Selected extract:
BEGIN

What a coincidence! I'm spending Easter alone too! I was going to dinner with my Aunt, but she had other pressing matters and had to go out of state, and my dad's going to be gone for a while. I've been having pretty crappy luck lately, so it doesn't really surprise me. What I suggest is do something fun that you enjoy I was planning on making myself an Easter basket the day before Easter, with all sorts of yummy goodies and maybe even a stuffed animal. hen I'll put it on my kitchen table and give myself a nice surprise on Easter morning. I know it sound a little pathetic, but I'm actually excited about it. I gave up sweets for lent season, so I'm looking forward to digging into that basket!:wink If you want, you can chat with my here on SA. Have a wonderful Easter!


----------



## Ventura (May 5, 2009)

I normally watch movies


----------



## Meli24R (Dec 9, 2008)

I usually don't do anything on Easter. It's never really been a big holiday in my family. Since I'm not christian (neither are my immediate family members) it doesn't mean anything to me. When I was little, my mother would give my sister and I a basket with Easter candy, we'd decorate eggs, have a little egg hunt and that was about it. Now that there are no kids in the family, there really isn't anything to do.


----------



## huh (Mar 19, 2007)

Wow...it's Easter time already? I actually had no idea when it was until I read this thread. So this Sunday? I guess I can look forward to some cheap post-easter candy sales next week then =D


----------



## Droidsteel (Mar 22, 2012)

Buy yourself a ****LOAD of easter eggs and ****ING gorge on them in your house. With music on real loud. While dancing. With no clothes on.

Source: my crazy mind 

Also that sounds pretty fun..


----------



## usagi24 (Apr 5, 2012)

*@Droidsteel*

You just made my day!:lol


----------



## Zypherus (Mar 30, 2012)

What's Easter?


----------



## KelsKels (Oct 4, 2011)

Hey I havent celebrated easter since I was in 6th grade. Its just another day, minus my parents watching religious movies all morning.

END

Information shown:

BEGIN

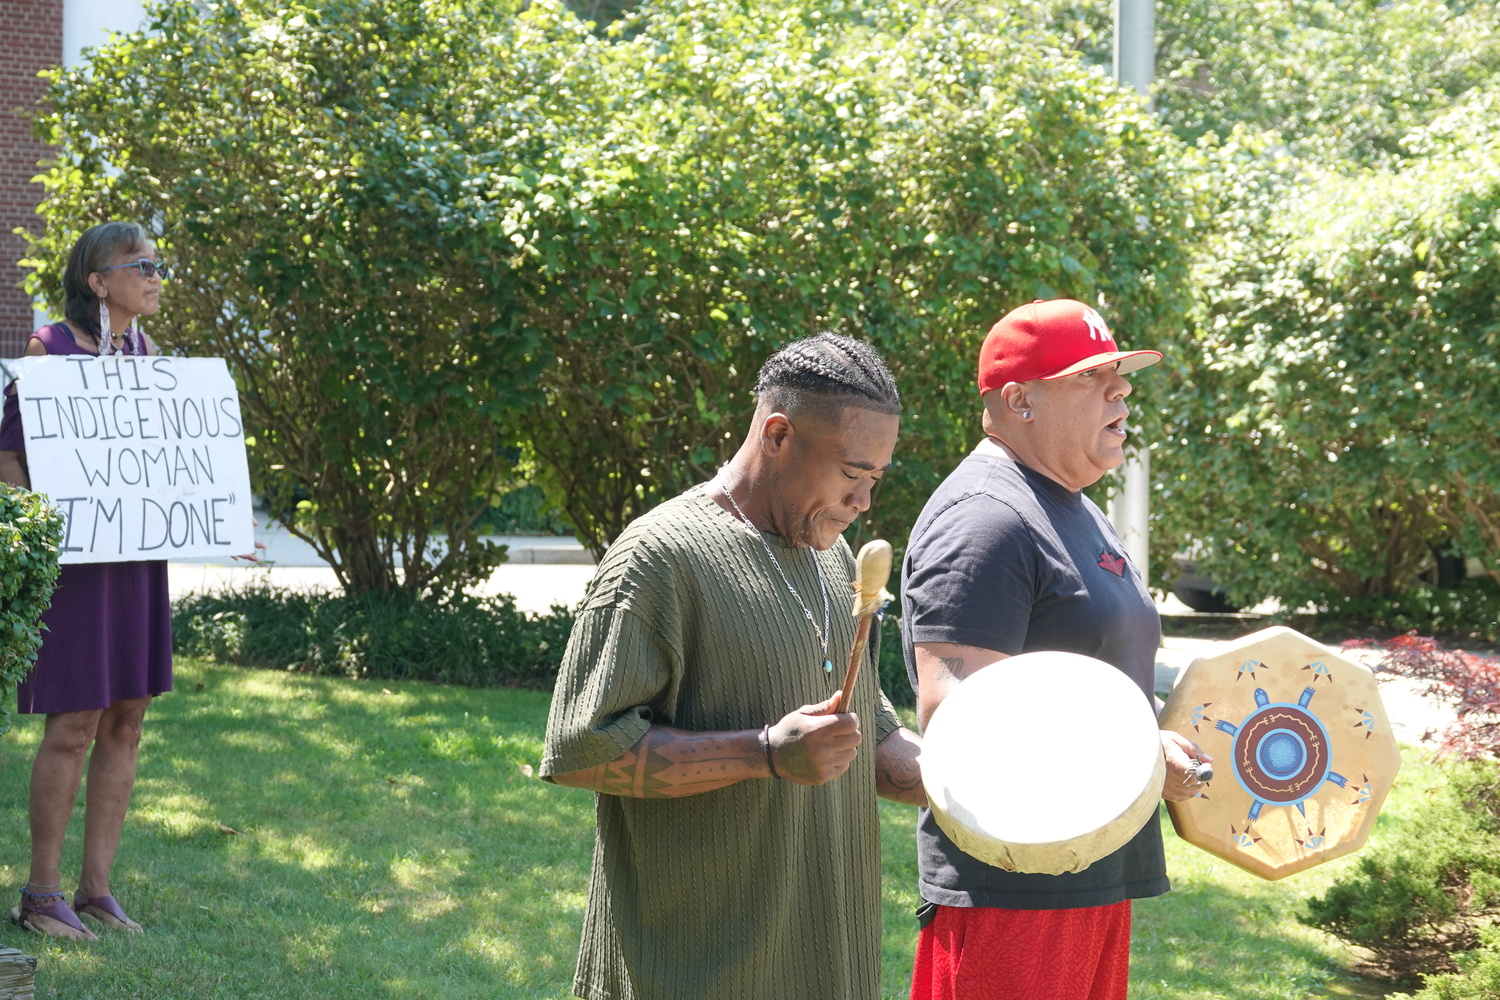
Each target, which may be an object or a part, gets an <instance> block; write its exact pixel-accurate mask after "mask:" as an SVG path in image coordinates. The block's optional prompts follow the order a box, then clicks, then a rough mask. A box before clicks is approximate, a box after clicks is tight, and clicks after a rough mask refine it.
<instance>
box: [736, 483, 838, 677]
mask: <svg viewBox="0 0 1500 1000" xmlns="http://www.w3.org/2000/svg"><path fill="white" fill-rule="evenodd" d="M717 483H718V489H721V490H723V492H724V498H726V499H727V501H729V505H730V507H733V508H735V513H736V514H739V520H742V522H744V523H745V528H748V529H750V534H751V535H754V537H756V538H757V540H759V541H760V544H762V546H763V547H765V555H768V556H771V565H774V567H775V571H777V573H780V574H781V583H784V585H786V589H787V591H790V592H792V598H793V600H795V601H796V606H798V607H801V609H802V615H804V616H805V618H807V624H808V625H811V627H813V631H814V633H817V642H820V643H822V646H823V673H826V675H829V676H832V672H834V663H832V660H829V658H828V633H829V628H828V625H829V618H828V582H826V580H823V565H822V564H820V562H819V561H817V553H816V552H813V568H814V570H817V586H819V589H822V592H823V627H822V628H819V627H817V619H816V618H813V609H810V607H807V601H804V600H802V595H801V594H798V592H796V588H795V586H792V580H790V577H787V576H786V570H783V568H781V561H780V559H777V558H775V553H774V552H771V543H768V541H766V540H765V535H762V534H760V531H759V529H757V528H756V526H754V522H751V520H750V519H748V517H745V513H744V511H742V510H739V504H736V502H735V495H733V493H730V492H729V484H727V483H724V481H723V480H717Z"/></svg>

END

Task requirements: Continue the forum thread about how people spend Easter, starting right after its final post.

Exercise result:
----------



## huh (Mar 19, 2007)

Zypherus said:


> What's Easter?


It's that special time of the year when some guy died, stayed dead for 3 days, then flew off into the sky like a super hero.


----------



## meganmila (Jul 25, 2011)

I didn't even realize it was Easter. Sunday right? Lol that sounded like a dumb question. But I wish I can get someone to go easter hunting with..no one cares about that anymore


----------



## Zypherus (Mar 30, 2012)

meganmila said:


> I didn't even realize it was Easter. Sunday right? Lol that sounded like a dumb question. But I wish I can get someone to go easter hunting with..no one cares about that anymore


Easter hunting? You gonna hunt the Easter Bunny?! D:


----------



## meganmila (Jul 25, 2011)

Zypherus said:


> Easter hunting? You gonna hunt the Easter Bunny?! D:


Hahaha no Easter eggs....I shouldv'e said that.


----------



## Zypherus (Mar 30, 2012)

meganmila said:


> Hahaha no Easter eggs....I shouldv'e said that.


Can I go?


----------



## meganmila (Jul 25, 2011)

Zypherus said:


> Can I go?


Yes..anyone is invited to color some eggs and decorate them then go easter egg hunting...the good old days


----------



## Zypherus (Mar 30, 2012)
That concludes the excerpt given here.